*Work order*. Please list every kind of evidence that the text on sexual assault examinations says may be taken from a victim.

*Text excerpt*.

Dr. Mandy Doumit, the Emergency Department Director at Northeast Regional Medical Center, says the current process for sexual assault examination is invasive. It includes hair samples and pelvic samples. Doumit says they might ask the victim not to shower, or the doctors might ask the victim to provide clothes as evidence. This evidence is not maintained by the hospital, but given to law enforcement. However, she says if the victim is not seeking to report the claim immediately following the assault, there is not a reason to conduct an examination with evidence.

“When an alleged sexual assault victim presents, they are offered the choice for law enforcement to be called and for evidence to be collected. It is the patient’s choice. [The emergency department] does not mandatorily report such a complaint.”

– Dr. Mandy Doumit, Emergency Department Director at Northeast Regional Medical Center

Doumit says after the rape kit is completed, the evidence is sealed completely and immediately given to the police, but she is not sure how long evidence is held. She says there is not a reason to do the rape kit if the victim does not plan to report the sexual assault. After the evidence is given to the police, the police are liable for the evidence. Thus, if the victim wants to report the assault in the future, the individual must decide when the evidence is collected immediately following the assault. This is different than the proposed SANE nurse program on-campus, where evidence potentially could be preserved long-term if the victim decides later to report the assault because the evidence would be stored without having to be reported to authorities. Currently, victims of sexual assault would have to decide immediately following the assault if he/she wishes report it – otherwise evidence wouldn’t be collected. With the proposed SANE nurse program,  victims would have the option to have evidence collected without the binding intention of reporting the assault at the time of collection.

*Provided material*.
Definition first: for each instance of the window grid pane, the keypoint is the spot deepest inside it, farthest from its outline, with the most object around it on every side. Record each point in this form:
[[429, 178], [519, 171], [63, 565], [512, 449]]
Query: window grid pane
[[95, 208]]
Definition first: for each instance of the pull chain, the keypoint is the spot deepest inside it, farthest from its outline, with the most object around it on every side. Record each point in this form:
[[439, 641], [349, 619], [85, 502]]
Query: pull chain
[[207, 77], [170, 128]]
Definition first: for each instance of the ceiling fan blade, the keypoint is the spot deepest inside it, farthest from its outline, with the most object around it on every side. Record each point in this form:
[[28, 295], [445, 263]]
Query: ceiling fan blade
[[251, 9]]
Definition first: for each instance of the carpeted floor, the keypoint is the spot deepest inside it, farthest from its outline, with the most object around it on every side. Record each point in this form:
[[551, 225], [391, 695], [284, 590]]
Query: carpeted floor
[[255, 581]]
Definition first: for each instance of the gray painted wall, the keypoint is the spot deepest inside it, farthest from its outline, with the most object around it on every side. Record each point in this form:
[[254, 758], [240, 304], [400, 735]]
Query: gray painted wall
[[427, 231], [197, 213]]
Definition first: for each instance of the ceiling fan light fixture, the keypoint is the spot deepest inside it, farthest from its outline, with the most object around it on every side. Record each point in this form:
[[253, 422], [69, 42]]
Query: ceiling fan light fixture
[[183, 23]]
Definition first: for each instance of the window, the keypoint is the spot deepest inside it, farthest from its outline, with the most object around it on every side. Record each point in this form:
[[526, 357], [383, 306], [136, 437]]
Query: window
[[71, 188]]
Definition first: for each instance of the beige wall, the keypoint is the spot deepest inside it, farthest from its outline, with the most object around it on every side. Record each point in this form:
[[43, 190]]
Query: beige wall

*Your solution*.
- Hair samples
- Pelvic samples
- Clothes